- _Work required_
Write out all the data again, exactly as it stands.

[Records from a collection]
* * * *
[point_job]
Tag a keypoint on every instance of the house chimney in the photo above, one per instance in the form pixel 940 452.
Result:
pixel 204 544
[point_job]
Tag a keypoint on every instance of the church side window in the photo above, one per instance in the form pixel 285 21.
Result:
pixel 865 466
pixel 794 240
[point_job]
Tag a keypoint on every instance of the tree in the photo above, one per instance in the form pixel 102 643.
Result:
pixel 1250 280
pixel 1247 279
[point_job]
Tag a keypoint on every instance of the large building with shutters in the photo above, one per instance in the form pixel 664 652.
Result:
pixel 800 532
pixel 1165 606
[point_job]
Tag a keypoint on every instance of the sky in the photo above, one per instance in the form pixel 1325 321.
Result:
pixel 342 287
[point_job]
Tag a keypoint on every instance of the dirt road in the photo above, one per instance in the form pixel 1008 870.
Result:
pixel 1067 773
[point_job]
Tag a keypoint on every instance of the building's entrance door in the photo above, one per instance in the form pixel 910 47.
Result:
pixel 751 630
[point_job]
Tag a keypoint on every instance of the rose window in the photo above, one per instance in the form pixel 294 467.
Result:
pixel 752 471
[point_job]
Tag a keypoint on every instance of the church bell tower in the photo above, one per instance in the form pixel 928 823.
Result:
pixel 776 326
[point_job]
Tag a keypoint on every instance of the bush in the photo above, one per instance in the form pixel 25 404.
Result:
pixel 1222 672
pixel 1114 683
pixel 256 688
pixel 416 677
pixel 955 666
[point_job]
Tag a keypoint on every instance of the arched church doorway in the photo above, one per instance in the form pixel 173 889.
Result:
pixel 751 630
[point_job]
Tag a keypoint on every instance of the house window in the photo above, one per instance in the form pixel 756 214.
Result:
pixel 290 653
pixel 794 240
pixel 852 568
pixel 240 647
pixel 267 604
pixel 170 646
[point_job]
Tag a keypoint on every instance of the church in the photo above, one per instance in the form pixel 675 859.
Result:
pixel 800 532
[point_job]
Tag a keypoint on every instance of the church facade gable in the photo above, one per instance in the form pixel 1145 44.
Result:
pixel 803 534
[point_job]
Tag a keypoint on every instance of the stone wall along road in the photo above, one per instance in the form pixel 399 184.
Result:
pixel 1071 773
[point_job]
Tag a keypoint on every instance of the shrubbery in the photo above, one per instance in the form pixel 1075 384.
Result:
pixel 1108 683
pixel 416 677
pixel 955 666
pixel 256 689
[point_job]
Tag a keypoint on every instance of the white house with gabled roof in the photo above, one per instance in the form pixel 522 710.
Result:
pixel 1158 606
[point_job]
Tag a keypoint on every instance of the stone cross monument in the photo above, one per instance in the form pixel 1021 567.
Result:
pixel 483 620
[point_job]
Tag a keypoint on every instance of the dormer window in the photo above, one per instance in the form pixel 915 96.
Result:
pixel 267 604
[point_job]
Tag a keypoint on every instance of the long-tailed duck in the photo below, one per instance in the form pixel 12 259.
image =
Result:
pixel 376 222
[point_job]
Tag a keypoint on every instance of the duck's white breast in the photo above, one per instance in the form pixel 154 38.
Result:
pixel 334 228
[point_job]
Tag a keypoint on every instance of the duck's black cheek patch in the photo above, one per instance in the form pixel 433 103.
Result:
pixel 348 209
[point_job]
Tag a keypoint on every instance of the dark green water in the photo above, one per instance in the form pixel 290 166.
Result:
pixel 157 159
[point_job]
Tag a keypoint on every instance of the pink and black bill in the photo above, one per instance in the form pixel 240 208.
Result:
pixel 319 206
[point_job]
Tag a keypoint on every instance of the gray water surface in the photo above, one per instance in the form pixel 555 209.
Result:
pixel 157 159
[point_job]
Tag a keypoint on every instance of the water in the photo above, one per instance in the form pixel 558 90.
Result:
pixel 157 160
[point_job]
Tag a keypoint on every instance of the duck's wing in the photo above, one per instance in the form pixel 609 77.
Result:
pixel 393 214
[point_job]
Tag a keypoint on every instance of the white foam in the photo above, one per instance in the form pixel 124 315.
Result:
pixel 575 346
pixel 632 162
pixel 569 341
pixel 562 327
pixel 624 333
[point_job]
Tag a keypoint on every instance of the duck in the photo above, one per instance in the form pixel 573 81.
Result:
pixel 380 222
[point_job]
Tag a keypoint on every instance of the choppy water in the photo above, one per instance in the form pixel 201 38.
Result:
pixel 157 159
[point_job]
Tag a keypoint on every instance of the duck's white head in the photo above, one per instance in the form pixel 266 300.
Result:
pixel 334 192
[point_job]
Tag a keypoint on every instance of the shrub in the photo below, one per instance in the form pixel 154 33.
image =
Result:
* * * *
- _Response for this exercise_
[point_job]
Tag a keypoint on every instance of the house chimney in the photo above, one per instance in the form pixel 940 452.
Result:
pixel 204 544
[point_job]
Tag a keypoint on every instance of the church side window in the photo above, one per instance in the form pixel 285 21.
Result:
pixel 865 466
pixel 794 240
[point_job]
Tag a keypoint on every instance of the tree in the photo above, one per instance in the form pixel 102 643.
Result:
pixel 1250 280
pixel 1247 279
[point_job]
Tag a keypoint on every instance of the large building with shutters in the photo above, one per instance in the form pixel 664 652.
Result:
pixel 800 532
pixel 1165 606
[point_job]
Tag a keypoint on every instance of the sky in the photo above, one per instance in the form pixel 1325 321.
Result:
pixel 342 287
[point_job]
Tag a keypoint on every instance of the dirt road in the photo above, one per instance in the form pixel 1008 870.
Result:
pixel 1067 773
[point_job]
Tag a keypoint on every instance of the building's entrance door in the photo above, one per instance in the form pixel 910 47.
Result:
pixel 751 630
[point_job]
Tag a keypoint on every instance of the rose window in the photo above, one per instance in the form pixel 294 467.
Result:
pixel 752 471
[point_job]
Tag a keypoint on every instance of the church bell tower in the photo above, one per instance in the form pixel 928 823.
Result:
pixel 776 326
[point_job]
Tag a keypoint on every instance of the bush in the photo above, one per instance in the form pixel 25 404.
Result:
pixel 1222 672
pixel 1114 683
pixel 256 688
pixel 416 677
pixel 955 666
[point_job]
Tag a keypoint on every instance of the arched church doorway in the photo above, one per instance in the form pixel 173 889.
Result:
pixel 751 630
[point_job]
Tag a keypoint on every instance of the house window in the photo above, one per instance in the form pixel 756 214.
Result:
pixel 290 653
pixel 794 240
pixel 852 568
pixel 240 647
pixel 267 604
pixel 170 646
[point_job]
Tag a keypoint on every instance of the church in the photo above, one per instance in the form pixel 675 859.
Result:
pixel 800 532
[point_job]
Tag a keypoint on every instance of the church facade gable in the photo above, one per instance in the form pixel 1145 44.
Result:
pixel 803 534
[point_job]
Tag a keypoint on every instance of the stone wall along road in the photo above, one per instance in the form pixel 399 184.
Result:
pixel 1071 773
[point_job]
Tag a keypoint on every instance of the shrubbery in the photo above, one per instance in the form pixel 1075 384.
Result:
pixel 1108 683
pixel 416 677
pixel 955 666
pixel 256 689
[point_job]
Tag a keypoint on every instance of the white house with gabled roof in the photo above, one per instance in the form pixel 522 710.
Result:
pixel 1158 606
[point_job]
Tag a keypoint on every instance of the stone cross monument in the photo above, one per instance in the form pixel 1021 567.
Result:
pixel 483 620
[point_job]
Tag a keypoint on every instance of the dormer window in the photo above, one per instance in the form pixel 915 96.
Result:
pixel 267 604
[point_job]
Tag a keypoint on every instance of the long-tailed duck in the photo below, one per instance in the form pixel 12 259.
image =
Result:
pixel 376 222
[point_job]
Tag a keypoint on every instance of the duck's white breast in the photo above, one per instance in the form pixel 154 38.
Result:
pixel 334 228
[point_job]
Tag a keypoint on every instance of the duck's black cheek patch in the photo above, one per instance in the form pixel 433 103.
Result:
pixel 348 209
[point_job]
Tag a keypoint on every instance of the dark green water in the photo above, one per instance in the form pixel 290 166.
Result:
pixel 157 159
[point_job]
Tag a keypoint on every instance of the pink and black bill in the photo above, one per instance in the form pixel 240 208.
Result:
pixel 319 206
[point_job]
Tag a keypoint on every instance of the gray water surface in the photo above, one per instance in the form pixel 555 209.
Result:
pixel 157 159
[point_job]
Tag a keypoint on every instance of the water in the photo above, one per instance in the form pixel 558 90.
Result:
pixel 157 160
[point_job]
Tag a keypoint on every instance of the duck's wing in the photo above, one per instance in the form pixel 609 77.
Result:
pixel 393 214
[point_job]
Tag a keypoint on every instance of the white foam in the photo above, one per instance in the form pixel 124 315.
Result:
pixel 575 346
pixel 632 162
pixel 569 341
pixel 562 327
pixel 624 333
[point_job]
Tag a keypoint on every instance of the duck in the photo above, one per instance in the form pixel 573 81.
Result:
pixel 380 222
[point_job]
Tag a keypoint on every instance of the choppy water in the photo above, one per instance in the form pixel 201 38.
Result:
pixel 157 159
[point_job]
Tag a keypoint on every instance of the duck's white head in the photo above, one per instance in the form pixel 266 300.
Result:
pixel 334 192
[point_job]
Tag a keypoint on every instance of the shrub in the photo below, one per instance in the form pixel 154 33.
image =
Result:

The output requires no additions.